**ESTRATTO DELLA PAGINA:**
──────────

Sono morbidi e teneri. Il mondo dei social media li adora e posta quantità incredibili di foto e video che li ritraggono. Ma in Australia sono considerati nemici numero uno dell'ecosistema autoctono. Come dall'altra parte del Mondo affrontano la proliferazione di una specie esotica. 

  • Nicola Scevola
  • Gennaio 2020
  • Giovedì, 2 Gennaio 2020
 Foto Pixabay Foto Pixabay

Sono i gatti domestici, con cui a dire il vero il mondo ha sempre avuto un rapporto ambiguo: agli albori sono rimasti lontani dall'uomo e dai suoi capricci per migliaia di anni. Poi probabilmente ci siamo resi conto della loro utilità contro i topi e abbiamo cominciato ad addomesticarli. 

Le prime tracce che fanno supporre un avvicinamento risalgono al 7500 AC. Al tempo degli Egizi li adoravamo come semidei, mentre nel Medioevo li consideravamo manifestazioni del demonio e per questo ne abbiamo sterminati a migliaia. Più recentemente siamo tornati ad apprezzarli, eleggendoli animali da compagnia per eccellenza insieme ai cani. Dovunque, tranne che nel continente Down Under, dove il Governo australiano ha lanciato una campagna per eliminare entro l'anno prossimo 2 milioni di felis catus, nome scientifico dei gatti domestici, stanziando 5 milioni di dollari allo scopo.

──────────

**DATI FORNITI:**

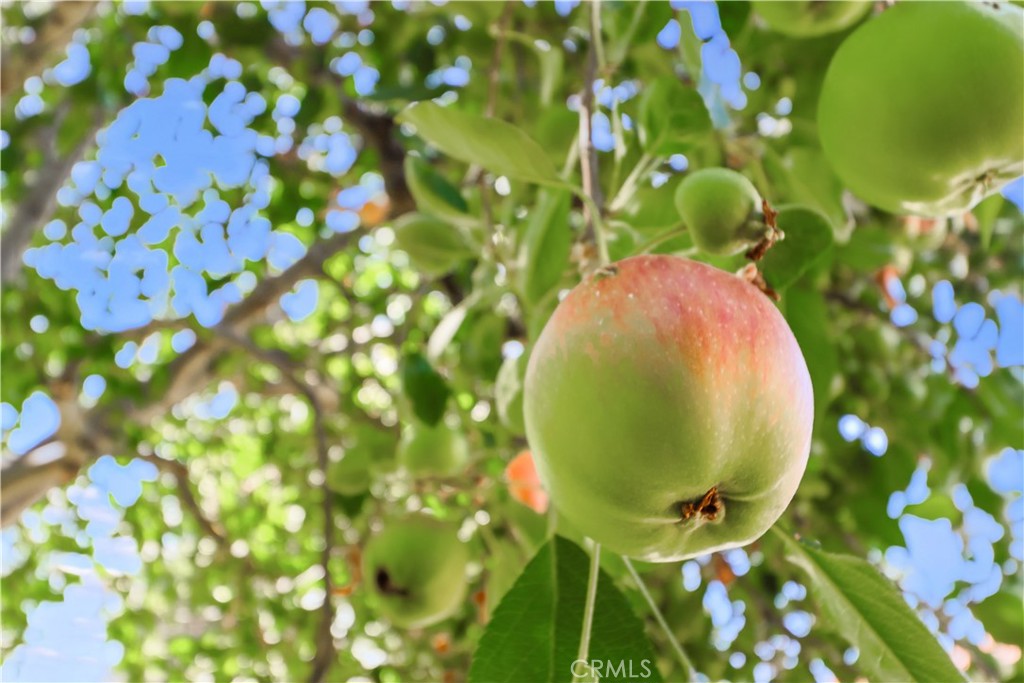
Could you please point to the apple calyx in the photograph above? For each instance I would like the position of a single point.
(707, 509)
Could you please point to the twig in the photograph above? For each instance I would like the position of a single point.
(85, 433)
(495, 71)
(210, 526)
(588, 610)
(325, 656)
(20, 61)
(680, 653)
(38, 205)
(588, 154)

──────────

**LAVORO RICHIESTO:**
Per favore, stabilisci se le affermazioni (a), (b) e (c) concordano con l'estratto sui gatti in Australia. Per ciascuna rispondi sì o no e cita alla lettera le parole dell'estratto che lo decidono.
(a) I primi indizi di un avvicinamento tra uomo e gatto risalgono al 7500 a.C.
(b) Nel Medioevo i gatti erano venerati come semidei.
(c) Il Governo australiano ha stanziato 2 milioni di dollari per la campagna contro i gatti domestici.

**SOLUZIONE DELL'ESERCIZIO:**
(a) Sì: «Le prime tracce che fanno supporre un avvicinamento risalgono al 7500 AC.»
(b) No: «nel Medioevo li consideravamo manifestazioni del demonio e per questo ne abbiamo sterminati a migliaia»
(c) No: «stanziando 5 milioni di dollari allo scopo»